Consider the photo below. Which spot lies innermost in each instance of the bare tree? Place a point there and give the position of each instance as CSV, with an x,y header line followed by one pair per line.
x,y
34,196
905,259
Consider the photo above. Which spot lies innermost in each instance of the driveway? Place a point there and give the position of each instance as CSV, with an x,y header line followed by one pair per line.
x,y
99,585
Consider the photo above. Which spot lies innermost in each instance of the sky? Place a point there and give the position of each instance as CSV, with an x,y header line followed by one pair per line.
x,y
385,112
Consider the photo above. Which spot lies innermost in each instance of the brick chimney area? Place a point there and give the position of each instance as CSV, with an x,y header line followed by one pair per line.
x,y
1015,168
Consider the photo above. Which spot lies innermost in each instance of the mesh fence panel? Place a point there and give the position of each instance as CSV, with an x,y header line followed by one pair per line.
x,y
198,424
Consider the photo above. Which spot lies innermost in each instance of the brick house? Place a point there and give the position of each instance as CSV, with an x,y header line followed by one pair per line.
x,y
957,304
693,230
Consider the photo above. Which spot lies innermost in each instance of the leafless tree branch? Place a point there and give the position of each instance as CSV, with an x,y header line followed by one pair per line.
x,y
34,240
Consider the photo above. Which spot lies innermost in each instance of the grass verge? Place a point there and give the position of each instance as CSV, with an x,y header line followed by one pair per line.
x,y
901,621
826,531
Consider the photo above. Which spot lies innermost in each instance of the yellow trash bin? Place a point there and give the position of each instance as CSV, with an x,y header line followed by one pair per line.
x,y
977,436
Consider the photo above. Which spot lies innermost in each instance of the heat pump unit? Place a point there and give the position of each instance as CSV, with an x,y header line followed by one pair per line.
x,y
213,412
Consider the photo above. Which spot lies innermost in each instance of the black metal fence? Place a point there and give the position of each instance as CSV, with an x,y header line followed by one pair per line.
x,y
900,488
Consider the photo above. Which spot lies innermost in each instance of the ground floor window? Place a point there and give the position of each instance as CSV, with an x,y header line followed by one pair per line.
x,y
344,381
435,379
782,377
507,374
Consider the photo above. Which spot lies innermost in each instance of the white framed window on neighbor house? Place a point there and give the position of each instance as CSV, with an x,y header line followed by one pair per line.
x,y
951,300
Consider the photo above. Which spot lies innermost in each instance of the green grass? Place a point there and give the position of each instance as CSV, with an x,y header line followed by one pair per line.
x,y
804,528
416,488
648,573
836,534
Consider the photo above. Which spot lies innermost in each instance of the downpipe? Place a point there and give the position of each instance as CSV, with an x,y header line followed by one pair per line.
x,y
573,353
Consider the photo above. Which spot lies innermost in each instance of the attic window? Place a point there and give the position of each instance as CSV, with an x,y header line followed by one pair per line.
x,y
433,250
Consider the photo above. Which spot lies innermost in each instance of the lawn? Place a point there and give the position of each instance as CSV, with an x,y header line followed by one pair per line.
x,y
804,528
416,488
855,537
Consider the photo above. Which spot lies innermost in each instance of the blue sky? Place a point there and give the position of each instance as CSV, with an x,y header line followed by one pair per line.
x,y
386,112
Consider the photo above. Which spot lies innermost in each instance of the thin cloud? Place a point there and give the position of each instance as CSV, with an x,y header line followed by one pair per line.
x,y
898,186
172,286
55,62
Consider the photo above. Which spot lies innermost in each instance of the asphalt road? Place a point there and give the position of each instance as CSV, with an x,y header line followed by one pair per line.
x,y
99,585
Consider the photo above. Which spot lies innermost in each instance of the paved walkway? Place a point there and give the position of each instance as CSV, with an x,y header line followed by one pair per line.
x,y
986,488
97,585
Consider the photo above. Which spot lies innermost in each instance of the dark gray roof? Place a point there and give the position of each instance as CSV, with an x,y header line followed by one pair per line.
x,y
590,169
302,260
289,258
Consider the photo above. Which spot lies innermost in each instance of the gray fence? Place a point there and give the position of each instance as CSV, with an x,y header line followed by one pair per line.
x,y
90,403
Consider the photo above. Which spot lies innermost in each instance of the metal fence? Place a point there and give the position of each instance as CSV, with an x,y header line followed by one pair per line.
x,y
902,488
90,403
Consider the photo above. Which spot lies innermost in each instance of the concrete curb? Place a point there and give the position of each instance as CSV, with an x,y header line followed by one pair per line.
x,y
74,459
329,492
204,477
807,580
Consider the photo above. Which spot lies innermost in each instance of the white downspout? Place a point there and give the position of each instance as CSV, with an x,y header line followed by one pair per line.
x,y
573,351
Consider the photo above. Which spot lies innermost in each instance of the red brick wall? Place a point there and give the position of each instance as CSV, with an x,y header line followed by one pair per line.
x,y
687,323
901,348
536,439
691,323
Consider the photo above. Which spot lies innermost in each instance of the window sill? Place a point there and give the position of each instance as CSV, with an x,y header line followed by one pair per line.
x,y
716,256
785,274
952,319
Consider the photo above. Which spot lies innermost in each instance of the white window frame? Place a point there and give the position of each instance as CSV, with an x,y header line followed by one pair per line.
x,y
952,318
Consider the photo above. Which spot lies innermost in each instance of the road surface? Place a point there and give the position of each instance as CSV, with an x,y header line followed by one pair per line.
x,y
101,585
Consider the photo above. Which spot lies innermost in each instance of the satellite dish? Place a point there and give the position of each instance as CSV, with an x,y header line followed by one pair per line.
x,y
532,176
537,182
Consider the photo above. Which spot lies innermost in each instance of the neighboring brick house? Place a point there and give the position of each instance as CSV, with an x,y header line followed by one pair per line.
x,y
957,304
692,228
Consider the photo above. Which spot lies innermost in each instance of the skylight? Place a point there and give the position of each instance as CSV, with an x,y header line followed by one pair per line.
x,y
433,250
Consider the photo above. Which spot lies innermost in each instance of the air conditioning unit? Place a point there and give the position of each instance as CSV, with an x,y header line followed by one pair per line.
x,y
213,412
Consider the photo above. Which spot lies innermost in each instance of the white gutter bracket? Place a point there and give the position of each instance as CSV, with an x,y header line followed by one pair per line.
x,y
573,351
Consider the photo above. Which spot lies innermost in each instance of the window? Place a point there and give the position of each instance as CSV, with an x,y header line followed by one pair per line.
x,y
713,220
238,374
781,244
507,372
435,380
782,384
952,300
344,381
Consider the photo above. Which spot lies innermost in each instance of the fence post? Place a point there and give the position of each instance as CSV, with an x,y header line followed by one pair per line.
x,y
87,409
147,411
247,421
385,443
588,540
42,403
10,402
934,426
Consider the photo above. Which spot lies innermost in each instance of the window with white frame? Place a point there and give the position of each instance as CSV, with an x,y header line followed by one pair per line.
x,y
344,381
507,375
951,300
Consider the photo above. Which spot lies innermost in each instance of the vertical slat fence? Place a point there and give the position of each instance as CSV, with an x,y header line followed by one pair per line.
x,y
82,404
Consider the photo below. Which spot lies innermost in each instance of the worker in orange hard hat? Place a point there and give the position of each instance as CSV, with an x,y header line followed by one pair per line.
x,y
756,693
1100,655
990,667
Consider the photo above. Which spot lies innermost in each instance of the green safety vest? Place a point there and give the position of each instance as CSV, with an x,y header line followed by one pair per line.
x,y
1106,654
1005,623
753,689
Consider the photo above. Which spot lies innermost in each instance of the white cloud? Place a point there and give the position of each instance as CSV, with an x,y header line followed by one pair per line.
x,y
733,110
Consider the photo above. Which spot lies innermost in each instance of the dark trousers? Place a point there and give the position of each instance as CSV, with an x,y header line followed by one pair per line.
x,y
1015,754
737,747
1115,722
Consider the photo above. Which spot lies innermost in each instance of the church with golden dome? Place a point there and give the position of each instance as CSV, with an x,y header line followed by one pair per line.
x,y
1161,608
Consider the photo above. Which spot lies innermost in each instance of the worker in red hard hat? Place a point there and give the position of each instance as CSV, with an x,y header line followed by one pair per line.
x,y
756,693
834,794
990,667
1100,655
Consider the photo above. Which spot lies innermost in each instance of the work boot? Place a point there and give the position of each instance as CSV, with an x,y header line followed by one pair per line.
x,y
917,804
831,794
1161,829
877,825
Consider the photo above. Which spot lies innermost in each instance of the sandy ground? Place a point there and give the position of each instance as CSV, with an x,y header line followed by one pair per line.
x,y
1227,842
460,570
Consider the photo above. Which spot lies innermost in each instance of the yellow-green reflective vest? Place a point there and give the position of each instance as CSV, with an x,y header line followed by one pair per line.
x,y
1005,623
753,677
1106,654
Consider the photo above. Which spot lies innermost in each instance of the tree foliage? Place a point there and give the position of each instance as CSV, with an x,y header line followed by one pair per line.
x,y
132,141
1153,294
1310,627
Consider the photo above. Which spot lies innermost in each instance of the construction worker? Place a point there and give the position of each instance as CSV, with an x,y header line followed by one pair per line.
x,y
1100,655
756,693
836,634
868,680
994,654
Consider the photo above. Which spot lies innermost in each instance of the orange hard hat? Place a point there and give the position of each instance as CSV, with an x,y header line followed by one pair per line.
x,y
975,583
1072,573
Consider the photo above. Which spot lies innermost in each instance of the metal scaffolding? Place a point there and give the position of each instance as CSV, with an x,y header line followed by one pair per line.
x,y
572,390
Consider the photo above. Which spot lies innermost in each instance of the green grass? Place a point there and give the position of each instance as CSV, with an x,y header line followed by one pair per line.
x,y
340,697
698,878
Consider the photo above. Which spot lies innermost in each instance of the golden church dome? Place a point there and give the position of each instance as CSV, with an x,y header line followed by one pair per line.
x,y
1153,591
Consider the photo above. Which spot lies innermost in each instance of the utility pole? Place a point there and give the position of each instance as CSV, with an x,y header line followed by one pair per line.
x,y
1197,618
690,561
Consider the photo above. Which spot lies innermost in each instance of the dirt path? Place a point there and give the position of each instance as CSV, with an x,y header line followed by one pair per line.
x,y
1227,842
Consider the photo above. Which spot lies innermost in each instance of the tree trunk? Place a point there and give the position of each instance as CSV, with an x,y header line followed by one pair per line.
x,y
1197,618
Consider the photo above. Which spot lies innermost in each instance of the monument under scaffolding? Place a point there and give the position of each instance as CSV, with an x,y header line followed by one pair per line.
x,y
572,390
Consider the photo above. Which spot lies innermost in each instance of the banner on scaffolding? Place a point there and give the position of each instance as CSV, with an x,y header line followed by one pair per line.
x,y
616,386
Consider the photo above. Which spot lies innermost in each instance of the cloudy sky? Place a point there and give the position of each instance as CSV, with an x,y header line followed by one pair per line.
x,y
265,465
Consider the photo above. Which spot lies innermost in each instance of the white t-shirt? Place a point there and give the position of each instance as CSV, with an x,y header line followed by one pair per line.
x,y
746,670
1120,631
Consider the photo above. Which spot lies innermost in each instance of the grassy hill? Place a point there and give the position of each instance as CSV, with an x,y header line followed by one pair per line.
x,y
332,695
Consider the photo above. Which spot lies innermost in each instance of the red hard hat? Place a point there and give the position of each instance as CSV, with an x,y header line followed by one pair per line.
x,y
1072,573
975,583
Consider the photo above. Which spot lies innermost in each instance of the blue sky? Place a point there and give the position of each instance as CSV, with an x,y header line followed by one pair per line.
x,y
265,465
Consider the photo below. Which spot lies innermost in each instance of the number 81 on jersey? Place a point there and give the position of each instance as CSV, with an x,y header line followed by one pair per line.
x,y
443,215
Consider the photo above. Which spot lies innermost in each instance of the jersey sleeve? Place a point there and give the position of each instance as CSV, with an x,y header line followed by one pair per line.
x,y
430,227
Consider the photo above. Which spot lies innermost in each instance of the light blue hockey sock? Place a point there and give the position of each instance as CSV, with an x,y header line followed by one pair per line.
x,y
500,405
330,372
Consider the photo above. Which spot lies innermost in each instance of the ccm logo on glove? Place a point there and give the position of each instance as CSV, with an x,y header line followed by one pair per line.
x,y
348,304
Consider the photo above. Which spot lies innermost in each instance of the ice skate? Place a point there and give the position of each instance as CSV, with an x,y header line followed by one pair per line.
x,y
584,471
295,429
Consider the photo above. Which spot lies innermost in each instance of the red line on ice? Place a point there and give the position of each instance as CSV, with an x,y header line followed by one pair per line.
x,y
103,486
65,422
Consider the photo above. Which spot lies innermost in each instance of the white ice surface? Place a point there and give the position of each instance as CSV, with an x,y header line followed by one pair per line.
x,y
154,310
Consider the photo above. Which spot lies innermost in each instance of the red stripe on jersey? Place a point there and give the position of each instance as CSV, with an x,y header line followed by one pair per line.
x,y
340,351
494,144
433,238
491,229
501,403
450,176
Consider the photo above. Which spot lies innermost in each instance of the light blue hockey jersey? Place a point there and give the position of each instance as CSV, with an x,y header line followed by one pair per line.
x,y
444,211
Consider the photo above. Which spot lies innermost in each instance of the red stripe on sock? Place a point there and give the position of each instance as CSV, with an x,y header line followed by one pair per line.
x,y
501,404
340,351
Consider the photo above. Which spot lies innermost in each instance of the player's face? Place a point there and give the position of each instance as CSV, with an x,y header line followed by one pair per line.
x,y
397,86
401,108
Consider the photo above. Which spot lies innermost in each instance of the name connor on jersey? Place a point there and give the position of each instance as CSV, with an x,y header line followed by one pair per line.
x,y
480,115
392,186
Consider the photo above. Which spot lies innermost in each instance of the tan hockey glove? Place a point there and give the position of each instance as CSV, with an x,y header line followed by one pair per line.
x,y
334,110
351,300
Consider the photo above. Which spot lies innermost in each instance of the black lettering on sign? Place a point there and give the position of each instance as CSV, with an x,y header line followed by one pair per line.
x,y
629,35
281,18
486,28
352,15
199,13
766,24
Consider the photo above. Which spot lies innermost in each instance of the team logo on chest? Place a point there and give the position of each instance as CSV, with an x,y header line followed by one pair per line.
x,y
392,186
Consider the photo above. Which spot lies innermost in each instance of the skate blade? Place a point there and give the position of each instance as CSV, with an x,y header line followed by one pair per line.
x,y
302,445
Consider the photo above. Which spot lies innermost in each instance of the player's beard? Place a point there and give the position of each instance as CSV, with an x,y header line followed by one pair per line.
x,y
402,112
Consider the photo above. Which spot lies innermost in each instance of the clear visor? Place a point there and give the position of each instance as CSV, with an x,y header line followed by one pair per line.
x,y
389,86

→ **Problem requirements**
Repeat only the stretch of lines starting at the one containing "of the team" and running to the final line of the entries above.

→ **Task result**
Consider the photo above. Which spot lies innermost in each instance of the team logo on chest? Place a point there and give the position of each instance as CSV, with an x,y header line followed by one pair per line.
x,y
392,186
Consider the photo above. Which spot lies innermost in each instance of the skate blade? Place a point there and give the position of each instance as CSV, with an x,y header line followed by one pair per line.
x,y
302,445
Consider the photo above. Which spot lies innermost in each instance of the player's beard? Place a point there and give the position of each instance as CSV, with an x,y header line followed by one pair per line.
x,y
402,112
Consider the photo above. Which spot lies innermost in each instance of the clear visor? Place a point there and give the position of each instance as CSV, with an x,y header line followed by one pair per line.
x,y
389,86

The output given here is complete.